But the architecture of Hans Poelzig was from another planet entirely. Poelzig’s buildings were not merely idiosyncratic; they were positively psychotic. What Alfred Kubin’s The Other Side (1909) achieved in literary form, running alongside and counter to Secessionism and Jugendstil in the arts, Poelzig rendered into solid masses. The architecture journal San Rocco recently ran a call for papers on the theme of “scary architects,” with Poelzig as the cover-boy. It was no accident, that’s for sure. His buildings might never have been as formally modern as those of his peers, but they tower over the German industrial townscape with semi-traditional elements manifested at a terrifying scale. His renovations to the Großes Schauspielhaus in Berlin of his might even be described as a “stalactite” architecture. Nightmarish, but stunning.

▶ [Tasks to complete]
#1 Repeat the passage about Hans Poelzig, starting with "But the architecture" and going on through "Nightmarish, but stunning.".
#2 Answer these questions from the passage about Hans Poelzig.
(a) Which 1909 literary work does the passage set beside Poelzig's architecture?
(b) Which architecture journal ran a call for papers on the theme of "scary architects"?
(c) Which two movements in the arts did that literary work run alongside and counter to?
Rely solely on the passage about Hans Poelzig for your answers.

Lines of data:
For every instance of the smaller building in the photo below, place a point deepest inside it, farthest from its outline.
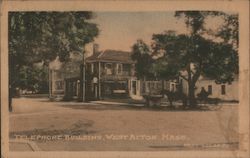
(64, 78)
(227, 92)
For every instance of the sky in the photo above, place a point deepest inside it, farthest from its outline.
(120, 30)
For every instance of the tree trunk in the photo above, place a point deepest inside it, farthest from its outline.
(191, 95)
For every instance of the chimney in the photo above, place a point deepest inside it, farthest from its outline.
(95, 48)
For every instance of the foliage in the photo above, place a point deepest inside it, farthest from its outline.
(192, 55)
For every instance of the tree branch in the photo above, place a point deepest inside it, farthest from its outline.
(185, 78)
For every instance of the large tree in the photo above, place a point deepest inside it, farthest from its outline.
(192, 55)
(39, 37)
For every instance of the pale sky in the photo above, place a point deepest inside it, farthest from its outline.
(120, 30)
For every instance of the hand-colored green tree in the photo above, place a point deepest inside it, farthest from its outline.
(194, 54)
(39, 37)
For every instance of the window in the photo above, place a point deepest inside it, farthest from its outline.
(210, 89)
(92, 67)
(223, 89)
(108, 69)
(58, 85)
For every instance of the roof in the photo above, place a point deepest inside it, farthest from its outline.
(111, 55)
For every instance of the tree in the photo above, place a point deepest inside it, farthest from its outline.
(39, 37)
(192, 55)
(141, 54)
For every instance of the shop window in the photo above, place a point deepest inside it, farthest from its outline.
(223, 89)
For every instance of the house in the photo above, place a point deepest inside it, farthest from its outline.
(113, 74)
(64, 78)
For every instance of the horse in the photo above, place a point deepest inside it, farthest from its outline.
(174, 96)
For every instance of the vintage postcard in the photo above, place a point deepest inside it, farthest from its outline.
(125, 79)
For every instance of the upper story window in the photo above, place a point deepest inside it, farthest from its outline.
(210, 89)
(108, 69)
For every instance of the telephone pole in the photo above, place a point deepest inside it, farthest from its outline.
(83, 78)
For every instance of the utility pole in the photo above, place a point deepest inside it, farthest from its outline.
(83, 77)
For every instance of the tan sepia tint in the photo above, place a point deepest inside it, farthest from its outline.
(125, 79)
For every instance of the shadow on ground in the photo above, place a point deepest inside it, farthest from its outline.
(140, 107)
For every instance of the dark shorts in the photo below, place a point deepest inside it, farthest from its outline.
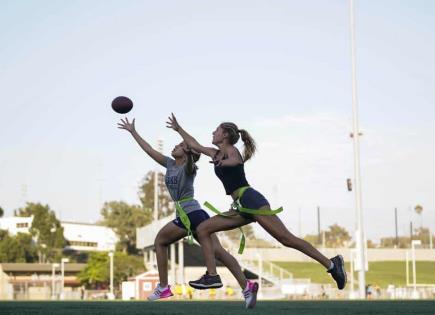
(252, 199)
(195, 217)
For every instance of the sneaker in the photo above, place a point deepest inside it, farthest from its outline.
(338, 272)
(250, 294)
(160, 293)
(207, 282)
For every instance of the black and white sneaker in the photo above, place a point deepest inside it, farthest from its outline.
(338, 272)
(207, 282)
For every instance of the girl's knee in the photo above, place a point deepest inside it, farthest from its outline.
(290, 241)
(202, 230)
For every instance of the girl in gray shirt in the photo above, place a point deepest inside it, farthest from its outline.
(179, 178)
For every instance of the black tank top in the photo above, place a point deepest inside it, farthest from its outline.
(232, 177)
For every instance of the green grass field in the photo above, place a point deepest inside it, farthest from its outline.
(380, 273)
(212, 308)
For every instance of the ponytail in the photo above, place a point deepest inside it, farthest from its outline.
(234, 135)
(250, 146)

==

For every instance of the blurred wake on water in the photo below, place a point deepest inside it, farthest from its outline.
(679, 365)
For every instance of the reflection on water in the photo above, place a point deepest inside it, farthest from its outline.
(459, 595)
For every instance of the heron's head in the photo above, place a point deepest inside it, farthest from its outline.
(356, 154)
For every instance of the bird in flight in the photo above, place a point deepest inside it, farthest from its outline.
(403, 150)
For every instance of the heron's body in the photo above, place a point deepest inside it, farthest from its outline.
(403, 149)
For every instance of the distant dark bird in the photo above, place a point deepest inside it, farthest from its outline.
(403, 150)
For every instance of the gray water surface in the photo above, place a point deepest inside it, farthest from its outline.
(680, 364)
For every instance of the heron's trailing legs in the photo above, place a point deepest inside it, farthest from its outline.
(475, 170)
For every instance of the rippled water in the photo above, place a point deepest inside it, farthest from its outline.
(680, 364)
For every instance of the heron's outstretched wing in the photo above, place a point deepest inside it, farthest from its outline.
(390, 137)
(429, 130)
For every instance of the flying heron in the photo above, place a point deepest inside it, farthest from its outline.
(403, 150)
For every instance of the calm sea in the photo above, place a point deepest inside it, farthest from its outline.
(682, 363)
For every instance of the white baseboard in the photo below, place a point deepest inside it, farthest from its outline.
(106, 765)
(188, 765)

* * *

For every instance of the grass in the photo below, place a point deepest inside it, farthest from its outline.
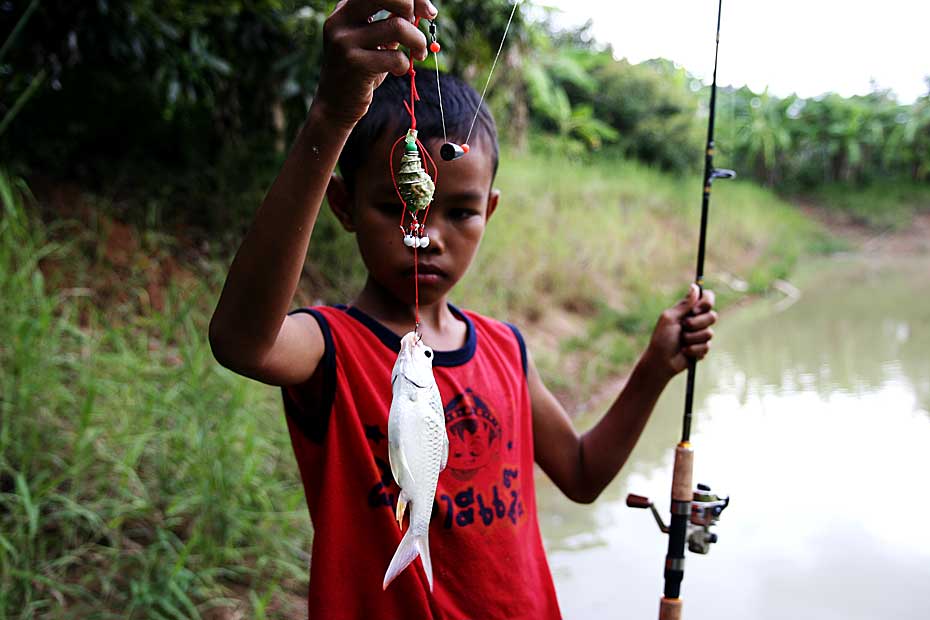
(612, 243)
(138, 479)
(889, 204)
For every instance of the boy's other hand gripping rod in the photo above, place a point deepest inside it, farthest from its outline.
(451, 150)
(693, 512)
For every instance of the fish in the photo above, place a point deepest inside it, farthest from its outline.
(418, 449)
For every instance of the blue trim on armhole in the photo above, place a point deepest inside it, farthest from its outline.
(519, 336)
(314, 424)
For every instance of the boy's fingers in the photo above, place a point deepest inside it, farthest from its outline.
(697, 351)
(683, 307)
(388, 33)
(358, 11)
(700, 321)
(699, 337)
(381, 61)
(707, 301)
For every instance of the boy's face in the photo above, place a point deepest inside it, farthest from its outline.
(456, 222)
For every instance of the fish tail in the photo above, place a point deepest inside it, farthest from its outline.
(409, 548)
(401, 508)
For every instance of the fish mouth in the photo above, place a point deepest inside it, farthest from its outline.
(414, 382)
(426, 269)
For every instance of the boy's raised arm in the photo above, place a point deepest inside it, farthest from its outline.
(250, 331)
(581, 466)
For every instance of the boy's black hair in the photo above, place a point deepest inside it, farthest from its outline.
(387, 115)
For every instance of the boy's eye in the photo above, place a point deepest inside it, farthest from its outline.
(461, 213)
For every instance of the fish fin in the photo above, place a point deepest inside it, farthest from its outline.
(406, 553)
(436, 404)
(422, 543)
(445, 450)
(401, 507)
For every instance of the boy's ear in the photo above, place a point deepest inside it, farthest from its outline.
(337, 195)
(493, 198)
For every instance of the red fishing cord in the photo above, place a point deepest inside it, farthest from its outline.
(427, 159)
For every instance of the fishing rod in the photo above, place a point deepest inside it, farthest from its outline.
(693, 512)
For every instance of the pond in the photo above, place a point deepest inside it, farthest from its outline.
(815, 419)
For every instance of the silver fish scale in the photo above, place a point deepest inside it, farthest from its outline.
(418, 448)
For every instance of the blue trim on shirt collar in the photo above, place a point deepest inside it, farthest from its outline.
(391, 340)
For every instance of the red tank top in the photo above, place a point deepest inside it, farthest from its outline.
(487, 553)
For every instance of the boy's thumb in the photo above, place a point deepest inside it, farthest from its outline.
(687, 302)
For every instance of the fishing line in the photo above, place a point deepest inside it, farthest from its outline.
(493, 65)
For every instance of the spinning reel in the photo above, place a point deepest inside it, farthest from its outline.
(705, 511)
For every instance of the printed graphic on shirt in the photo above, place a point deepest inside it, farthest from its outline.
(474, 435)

▶ [Exercise responses]
#1
But the architecture of Hans Poelzig was from another planet entirely. Poelzig’s buildings were not merely idiosyncratic; they were positively psychotic. What Alfred Kubin’s The Other Side (1909) achieved in literary form, running alongside and counter to Secessionism and Jugendstil in the arts, Poelzig rendered into solid masses. The architecture journal San Rocco recently ran a call for papers on the theme of “scary architects,” with Poelzig as the cover-boy. It was no accident, that’s for sure. His buildings might never have been as formally modern as those of his peers, but they tower over the German industrial townscape with semi-traditional elements manifested at a terrifying scale. His renovations to the Großes Schauspielhaus in Berlin of his might even be described as a “stalactite” architecture. Nightmarish, but stunning.

#2
(a) Alfred Kubin's The Other Side.
(b) San Rocco.
(c) Secessionism and Jugendstil.